═══ Given records

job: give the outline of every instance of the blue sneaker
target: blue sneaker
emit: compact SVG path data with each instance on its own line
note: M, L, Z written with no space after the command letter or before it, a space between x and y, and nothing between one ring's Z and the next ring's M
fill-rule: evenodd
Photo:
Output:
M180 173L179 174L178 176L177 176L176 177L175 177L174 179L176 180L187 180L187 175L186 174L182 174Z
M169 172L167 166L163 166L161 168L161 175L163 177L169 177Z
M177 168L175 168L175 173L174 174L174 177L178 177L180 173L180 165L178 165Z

══════

◆ Problem requirements ◆
In the rows above, from the first line through the line containing "M169 172L167 166L163", swap every "blue sneaker" for "white sneaker" and reproduce those lines with nothing else changed.

◆ Solution to this task ◆
job: give the outline of every instance of the white sneaker
target: white sneaker
emit: compact SVG path data with each instance on its own line
note: M, L, Z written with no space after the command letter or before it, a space between x and y, and nothing between one ring's Z and the next ring's M
fill-rule: evenodd
Photo:
Output:
M180 173L179 174L178 176L177 176L176 177L175 177L174 179L176 180L187 180L187 175L186 174L182 174Z
M169 172L167 166L163 166L161 168L161 175L163 177L169 177Z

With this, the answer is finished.